[Point localization data]
= = = = =
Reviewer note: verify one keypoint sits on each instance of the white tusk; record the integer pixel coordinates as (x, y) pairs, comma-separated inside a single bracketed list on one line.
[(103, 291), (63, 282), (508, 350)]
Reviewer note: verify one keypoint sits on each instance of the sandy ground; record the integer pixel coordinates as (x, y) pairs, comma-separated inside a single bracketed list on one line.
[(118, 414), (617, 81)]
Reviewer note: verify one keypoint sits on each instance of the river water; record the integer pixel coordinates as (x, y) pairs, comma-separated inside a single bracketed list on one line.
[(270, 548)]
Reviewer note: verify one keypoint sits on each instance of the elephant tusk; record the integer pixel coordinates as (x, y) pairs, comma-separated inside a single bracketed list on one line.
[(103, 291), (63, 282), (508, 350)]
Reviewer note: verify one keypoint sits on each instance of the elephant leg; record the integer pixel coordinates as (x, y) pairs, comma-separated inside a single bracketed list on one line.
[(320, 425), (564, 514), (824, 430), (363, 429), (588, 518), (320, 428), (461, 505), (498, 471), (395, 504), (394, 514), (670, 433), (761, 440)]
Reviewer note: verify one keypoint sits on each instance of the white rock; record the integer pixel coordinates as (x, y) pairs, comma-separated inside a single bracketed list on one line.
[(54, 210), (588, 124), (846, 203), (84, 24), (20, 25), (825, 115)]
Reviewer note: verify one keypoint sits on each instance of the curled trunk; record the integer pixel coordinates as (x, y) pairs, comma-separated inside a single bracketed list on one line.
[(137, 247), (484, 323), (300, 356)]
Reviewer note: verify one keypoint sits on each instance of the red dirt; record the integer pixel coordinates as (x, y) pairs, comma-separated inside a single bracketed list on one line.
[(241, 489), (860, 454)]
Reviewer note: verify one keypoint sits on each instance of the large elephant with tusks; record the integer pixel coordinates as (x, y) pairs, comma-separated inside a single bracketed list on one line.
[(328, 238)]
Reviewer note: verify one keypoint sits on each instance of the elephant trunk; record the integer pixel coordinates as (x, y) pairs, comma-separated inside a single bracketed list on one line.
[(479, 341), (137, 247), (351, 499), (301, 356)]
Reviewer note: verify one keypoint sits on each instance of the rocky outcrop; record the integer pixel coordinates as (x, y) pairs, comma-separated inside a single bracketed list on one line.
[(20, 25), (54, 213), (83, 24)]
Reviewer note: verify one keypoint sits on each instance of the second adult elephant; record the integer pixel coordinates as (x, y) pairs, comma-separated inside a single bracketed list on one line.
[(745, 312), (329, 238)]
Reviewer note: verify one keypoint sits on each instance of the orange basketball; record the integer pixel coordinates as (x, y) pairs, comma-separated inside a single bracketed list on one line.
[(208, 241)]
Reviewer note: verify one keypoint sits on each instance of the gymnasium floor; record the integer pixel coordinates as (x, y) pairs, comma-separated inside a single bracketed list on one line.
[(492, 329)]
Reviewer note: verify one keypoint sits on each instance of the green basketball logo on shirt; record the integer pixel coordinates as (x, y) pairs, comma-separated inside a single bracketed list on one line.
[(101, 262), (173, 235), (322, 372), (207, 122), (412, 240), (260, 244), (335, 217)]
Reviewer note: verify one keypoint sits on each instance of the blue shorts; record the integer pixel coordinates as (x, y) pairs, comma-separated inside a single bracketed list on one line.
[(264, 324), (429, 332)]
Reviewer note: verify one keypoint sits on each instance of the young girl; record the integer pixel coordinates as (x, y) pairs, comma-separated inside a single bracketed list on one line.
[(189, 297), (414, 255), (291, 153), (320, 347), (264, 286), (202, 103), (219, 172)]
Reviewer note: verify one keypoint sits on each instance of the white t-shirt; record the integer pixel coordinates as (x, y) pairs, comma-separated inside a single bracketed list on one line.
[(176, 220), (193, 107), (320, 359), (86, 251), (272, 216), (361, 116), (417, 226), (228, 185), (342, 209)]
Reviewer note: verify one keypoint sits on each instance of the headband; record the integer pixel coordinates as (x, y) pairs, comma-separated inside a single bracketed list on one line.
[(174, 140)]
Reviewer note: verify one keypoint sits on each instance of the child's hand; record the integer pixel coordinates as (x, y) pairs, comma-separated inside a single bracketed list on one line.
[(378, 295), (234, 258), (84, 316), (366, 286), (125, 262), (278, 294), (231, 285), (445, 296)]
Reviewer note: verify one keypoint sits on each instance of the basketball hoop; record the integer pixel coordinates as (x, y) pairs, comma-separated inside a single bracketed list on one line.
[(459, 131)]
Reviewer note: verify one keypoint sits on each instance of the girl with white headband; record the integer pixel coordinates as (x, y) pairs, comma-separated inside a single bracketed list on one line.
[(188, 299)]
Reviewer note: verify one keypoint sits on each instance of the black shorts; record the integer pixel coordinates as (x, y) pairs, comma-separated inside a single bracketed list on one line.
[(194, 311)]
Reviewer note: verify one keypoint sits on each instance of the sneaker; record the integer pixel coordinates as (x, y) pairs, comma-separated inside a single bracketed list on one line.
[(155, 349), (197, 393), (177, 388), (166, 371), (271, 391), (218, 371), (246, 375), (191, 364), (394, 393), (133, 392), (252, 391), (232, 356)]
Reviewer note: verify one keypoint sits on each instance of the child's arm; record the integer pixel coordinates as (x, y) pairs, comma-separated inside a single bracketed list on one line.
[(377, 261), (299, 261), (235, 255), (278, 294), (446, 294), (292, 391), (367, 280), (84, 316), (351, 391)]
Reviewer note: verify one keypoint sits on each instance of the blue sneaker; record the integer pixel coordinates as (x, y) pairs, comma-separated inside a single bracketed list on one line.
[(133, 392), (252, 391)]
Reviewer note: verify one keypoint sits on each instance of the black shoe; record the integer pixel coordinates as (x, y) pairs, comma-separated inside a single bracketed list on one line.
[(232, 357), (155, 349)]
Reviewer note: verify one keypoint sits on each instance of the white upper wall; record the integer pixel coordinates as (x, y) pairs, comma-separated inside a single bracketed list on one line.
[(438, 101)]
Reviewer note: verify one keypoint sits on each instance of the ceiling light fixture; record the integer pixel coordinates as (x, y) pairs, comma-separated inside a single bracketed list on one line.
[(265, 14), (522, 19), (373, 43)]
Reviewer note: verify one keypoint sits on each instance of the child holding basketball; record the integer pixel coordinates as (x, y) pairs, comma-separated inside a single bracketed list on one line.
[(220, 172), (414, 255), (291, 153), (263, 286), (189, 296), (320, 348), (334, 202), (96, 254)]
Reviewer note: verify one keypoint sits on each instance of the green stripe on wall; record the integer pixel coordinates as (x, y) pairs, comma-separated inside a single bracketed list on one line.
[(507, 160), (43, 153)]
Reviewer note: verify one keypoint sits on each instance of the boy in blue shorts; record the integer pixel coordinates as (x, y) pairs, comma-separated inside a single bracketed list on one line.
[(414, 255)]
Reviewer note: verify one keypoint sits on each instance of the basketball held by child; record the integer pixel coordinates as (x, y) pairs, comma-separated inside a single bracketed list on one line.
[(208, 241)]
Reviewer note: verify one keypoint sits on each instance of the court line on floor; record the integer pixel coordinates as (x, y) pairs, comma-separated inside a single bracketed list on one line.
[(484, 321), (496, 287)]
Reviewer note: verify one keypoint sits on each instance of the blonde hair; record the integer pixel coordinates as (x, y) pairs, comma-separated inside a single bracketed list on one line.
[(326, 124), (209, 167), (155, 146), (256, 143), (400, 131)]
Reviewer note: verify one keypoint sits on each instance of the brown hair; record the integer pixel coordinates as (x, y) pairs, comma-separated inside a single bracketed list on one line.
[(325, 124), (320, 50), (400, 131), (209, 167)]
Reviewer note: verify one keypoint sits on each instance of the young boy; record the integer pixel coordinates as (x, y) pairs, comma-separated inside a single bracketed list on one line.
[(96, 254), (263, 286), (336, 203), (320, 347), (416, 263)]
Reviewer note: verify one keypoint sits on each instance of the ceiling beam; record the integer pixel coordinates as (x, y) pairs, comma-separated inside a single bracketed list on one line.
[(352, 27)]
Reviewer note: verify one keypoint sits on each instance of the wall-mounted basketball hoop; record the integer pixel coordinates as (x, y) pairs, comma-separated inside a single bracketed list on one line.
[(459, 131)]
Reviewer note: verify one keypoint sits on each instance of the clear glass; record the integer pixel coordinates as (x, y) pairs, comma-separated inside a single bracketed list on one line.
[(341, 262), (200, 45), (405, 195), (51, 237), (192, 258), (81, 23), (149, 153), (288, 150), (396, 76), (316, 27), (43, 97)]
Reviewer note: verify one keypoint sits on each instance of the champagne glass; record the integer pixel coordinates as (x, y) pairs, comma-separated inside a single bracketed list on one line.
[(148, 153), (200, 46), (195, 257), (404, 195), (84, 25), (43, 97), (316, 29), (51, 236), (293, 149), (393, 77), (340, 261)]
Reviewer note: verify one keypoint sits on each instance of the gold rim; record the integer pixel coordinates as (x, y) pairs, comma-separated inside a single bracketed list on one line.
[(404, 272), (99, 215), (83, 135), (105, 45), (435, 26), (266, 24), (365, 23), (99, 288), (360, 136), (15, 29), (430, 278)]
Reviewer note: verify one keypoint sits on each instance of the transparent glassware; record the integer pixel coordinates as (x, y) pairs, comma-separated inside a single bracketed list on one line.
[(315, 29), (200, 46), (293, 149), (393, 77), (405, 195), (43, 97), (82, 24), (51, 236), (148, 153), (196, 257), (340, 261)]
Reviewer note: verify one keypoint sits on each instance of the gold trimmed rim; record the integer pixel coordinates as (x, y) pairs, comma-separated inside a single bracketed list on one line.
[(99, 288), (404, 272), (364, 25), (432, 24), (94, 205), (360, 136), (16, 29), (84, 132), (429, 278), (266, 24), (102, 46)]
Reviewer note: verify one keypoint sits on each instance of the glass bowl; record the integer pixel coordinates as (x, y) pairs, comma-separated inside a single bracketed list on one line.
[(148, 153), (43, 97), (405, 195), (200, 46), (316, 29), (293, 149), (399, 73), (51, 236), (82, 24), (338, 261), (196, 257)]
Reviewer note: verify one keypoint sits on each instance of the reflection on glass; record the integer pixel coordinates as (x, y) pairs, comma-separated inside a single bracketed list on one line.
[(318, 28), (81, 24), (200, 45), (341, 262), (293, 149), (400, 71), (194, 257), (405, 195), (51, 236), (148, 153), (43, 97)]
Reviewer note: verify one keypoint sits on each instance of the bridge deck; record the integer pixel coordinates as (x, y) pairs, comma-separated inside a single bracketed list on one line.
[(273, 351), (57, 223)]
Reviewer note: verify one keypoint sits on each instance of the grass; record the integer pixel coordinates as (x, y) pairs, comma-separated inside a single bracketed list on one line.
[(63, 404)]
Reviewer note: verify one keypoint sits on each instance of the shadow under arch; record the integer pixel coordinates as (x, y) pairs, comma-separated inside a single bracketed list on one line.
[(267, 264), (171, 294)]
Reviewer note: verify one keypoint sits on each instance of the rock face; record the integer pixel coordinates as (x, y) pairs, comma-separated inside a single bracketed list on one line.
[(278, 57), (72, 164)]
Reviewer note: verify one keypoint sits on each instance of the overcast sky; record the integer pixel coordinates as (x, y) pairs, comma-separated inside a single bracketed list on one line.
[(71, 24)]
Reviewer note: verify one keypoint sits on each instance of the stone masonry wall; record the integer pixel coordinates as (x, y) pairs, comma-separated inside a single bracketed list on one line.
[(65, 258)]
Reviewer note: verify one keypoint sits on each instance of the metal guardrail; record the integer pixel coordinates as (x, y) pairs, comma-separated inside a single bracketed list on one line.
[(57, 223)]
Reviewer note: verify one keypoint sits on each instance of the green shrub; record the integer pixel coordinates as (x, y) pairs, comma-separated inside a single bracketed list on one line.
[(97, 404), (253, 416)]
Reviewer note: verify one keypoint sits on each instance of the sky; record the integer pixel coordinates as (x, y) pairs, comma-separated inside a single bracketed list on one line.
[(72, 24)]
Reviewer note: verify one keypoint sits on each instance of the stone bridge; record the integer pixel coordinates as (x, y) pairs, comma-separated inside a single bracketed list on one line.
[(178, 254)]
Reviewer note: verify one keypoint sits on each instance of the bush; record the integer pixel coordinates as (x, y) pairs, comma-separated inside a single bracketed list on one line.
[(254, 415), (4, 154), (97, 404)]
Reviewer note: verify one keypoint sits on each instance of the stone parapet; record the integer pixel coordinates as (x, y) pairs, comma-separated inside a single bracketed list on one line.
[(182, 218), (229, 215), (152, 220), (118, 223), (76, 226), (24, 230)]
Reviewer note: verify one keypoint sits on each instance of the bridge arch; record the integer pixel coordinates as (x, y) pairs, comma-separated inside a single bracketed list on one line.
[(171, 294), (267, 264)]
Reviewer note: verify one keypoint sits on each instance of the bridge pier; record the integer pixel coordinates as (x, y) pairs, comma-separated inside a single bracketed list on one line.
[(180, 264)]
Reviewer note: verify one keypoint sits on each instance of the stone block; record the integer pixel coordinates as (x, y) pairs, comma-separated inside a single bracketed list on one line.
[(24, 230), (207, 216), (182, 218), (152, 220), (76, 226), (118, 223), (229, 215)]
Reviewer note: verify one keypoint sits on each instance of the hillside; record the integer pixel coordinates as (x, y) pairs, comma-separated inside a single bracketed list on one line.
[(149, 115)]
= = = = =
Exercise description —
Write out exactly the lines from the one containing "the stone parapet;" through the end of the data, both included. Add nothing else.

Response —
Reviewer note: verify one keypoint sits on each instance of the stone parapet; record the integer pixel coordinates as (x, y) pairs, comma-separated inside a single bracketed list on one line.
[(182, 218), (229, 215), (152, 220), (118, 223), (76, 226), (24, 230)]
Reviewer note: verify one keypoint sits on each instance of the bridge arch; record the integer pixel coordinates as (x, y) pairs, comma-separated inside a single bracketed list on one line.
[(171, 294), (267, 264)]
Reviewer note: verify one keypoint sits on each instance of the bridge pier; record the integer pixel coordinates as (x, y) pairs, comma-separated inside a single bracketed list on one line.
[(180, 264)]
Reviewer note: verify one keypoint sits on each instance of the stone block; record the integer pixel coordinates as (x, y) pairs, comma-separated inside a single bracketed list on one line.
[(24, 230), (207, 216), (182, 218), (152, 220), (76, 226), (118, 223), (229, 215)]
Reviewer note: verify one keypoint sits on each instance of the hillside; record the integer pixel coordinates as (x, y) pairs, comma-separated inside a single bracketed list on one line.
[(149, 115)]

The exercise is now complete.